◆ Short task a:
Answer these questions using the decision on the National Monument below:
(i) Who is responsible for providing the legal, scientific, technical, administrative and financial measures needed to protect and present the National Monument?
(ii) At what website can the elucidation and accompanying documentation be viewed?
(iii) In which publication will the Decision be published?

◆ Source:
The provisions relating to protection measures set forth by the Law on the Implementation of the Decisions of the Commission to Preserve National Monuments, established pursuant to Annex 8 of the General Framework Agreement for Peace in Bosnia and Herzegovina (Official Gazette of Republika Srpska no. 9/02,70/06 and 64/08) shall apply to the National Monument.

 

II

 

The Government of Republika Srpska shall be responsible for providing the legal, scientific, technical, administrative and financial measures necessary for the protection and presentation of the National Monument.

The Commission to Preserve National Monuments (hereinafter: the Commission) shall determine the technical requirements and secure the funds for preparing and setting up notice boards with basic details of the monument and the Decision to proclaim the property a National Monument.

 

III

 

To ensure the on-going protection of the National Monument on the site defined in Clause 1 para. 2 of this Decision, the following protection measures are hereby stipulated:

-          all works are prohibited other than conservation-restoration works, including routine maintenance works and works designed to ensure the sustainable use of the property, subject to the approval of the ministry responsible for regional planning in Republika Srpska and under the expert supervision of the heritage protection authority of Republika Srpska.

 

IV

 

All executive and area development planning acts are hereby revoked to the extent that they are not in accordance with the provisions of this Decision.

 

V

 

Everyone, and in particular the competent authorities of Republika Srpska and urban and municipal authorities, shall refrain from any action that might damage the National Monument or jeopardize the preservation thereof.

 

VI

 

The Government of Republika Srpska, the ministry responsible for regional planning in Republika Srpska, the heritage protection authority of Republika Srpska, and the Municipal Authorities in charge of urban planning and land registry affairs, shall be notified of this Decision in order to carry out the measures stipulated in Articles II – V of this Decision, and the Authorized Municipal Court shall be notified for the purposes of registration in the Land Register.

 

VII

 

The elucidation and accompanying documentation form an integral part of this Decision, which may be viewed by interested parties on the premises or by accessing the website of the Commission (http://www.kons.gov.ba).

 

VIII

 

Pursuant to Art. V para 4 Annex 8 of the General Framework Agreement for Peace in Bosnia and Herzegovina, decisions of the Commission are final.

 

IX

 

This Decision shall enter into force on the date of its adoption and shall be published in the Official Gazette of BiH.

◆ Supplied entries:
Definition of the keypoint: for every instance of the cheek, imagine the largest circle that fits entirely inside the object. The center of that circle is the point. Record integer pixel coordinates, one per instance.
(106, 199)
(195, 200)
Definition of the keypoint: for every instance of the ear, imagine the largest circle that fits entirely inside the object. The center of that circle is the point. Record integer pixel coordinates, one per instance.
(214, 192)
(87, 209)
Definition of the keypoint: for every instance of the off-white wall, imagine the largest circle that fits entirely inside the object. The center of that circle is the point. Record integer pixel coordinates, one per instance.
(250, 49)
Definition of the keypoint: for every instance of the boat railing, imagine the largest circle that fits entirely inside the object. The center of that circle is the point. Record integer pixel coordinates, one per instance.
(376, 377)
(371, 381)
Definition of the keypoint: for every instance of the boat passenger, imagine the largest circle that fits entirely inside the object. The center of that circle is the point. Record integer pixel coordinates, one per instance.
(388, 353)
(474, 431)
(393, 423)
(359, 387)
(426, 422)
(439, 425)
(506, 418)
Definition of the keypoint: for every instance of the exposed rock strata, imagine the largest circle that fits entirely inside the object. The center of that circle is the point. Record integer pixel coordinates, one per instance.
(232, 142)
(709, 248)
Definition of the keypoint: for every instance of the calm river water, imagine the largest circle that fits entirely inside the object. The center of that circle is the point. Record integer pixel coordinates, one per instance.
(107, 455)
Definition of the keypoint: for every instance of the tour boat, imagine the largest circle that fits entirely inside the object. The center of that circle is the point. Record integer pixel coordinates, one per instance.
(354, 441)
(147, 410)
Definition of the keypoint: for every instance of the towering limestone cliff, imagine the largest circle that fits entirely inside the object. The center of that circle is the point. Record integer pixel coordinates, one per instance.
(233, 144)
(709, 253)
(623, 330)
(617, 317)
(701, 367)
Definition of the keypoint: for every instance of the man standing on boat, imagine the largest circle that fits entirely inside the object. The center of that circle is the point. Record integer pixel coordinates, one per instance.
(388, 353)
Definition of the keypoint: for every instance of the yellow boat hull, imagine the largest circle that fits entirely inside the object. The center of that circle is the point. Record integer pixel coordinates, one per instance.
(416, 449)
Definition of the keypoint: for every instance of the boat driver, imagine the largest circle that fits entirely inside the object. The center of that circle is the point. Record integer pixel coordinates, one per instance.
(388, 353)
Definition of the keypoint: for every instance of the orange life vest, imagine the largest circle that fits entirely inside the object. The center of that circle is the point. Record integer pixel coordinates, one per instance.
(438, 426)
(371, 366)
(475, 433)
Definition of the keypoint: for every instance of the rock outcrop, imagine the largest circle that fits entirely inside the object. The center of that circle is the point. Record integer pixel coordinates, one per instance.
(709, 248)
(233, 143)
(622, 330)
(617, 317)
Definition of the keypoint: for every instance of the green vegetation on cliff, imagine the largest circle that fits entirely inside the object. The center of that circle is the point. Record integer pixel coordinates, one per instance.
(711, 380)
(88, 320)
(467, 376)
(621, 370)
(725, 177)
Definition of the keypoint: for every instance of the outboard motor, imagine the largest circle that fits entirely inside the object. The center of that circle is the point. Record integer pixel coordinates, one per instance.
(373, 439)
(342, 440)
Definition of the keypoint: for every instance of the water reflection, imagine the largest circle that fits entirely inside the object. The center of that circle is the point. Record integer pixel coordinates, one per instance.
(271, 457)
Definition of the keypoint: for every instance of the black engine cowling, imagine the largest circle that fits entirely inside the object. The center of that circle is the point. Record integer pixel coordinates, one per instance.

◆ Short task b: Count the lines of the records above that contain the word "cliff". Reply with the number only.

◆ Task solution a:
(i) The Government of Republika Srpska.
(ii) http://www.kons.gov.ba
(iii) The Official Gazette of BiH.

◆ Task solution b: 2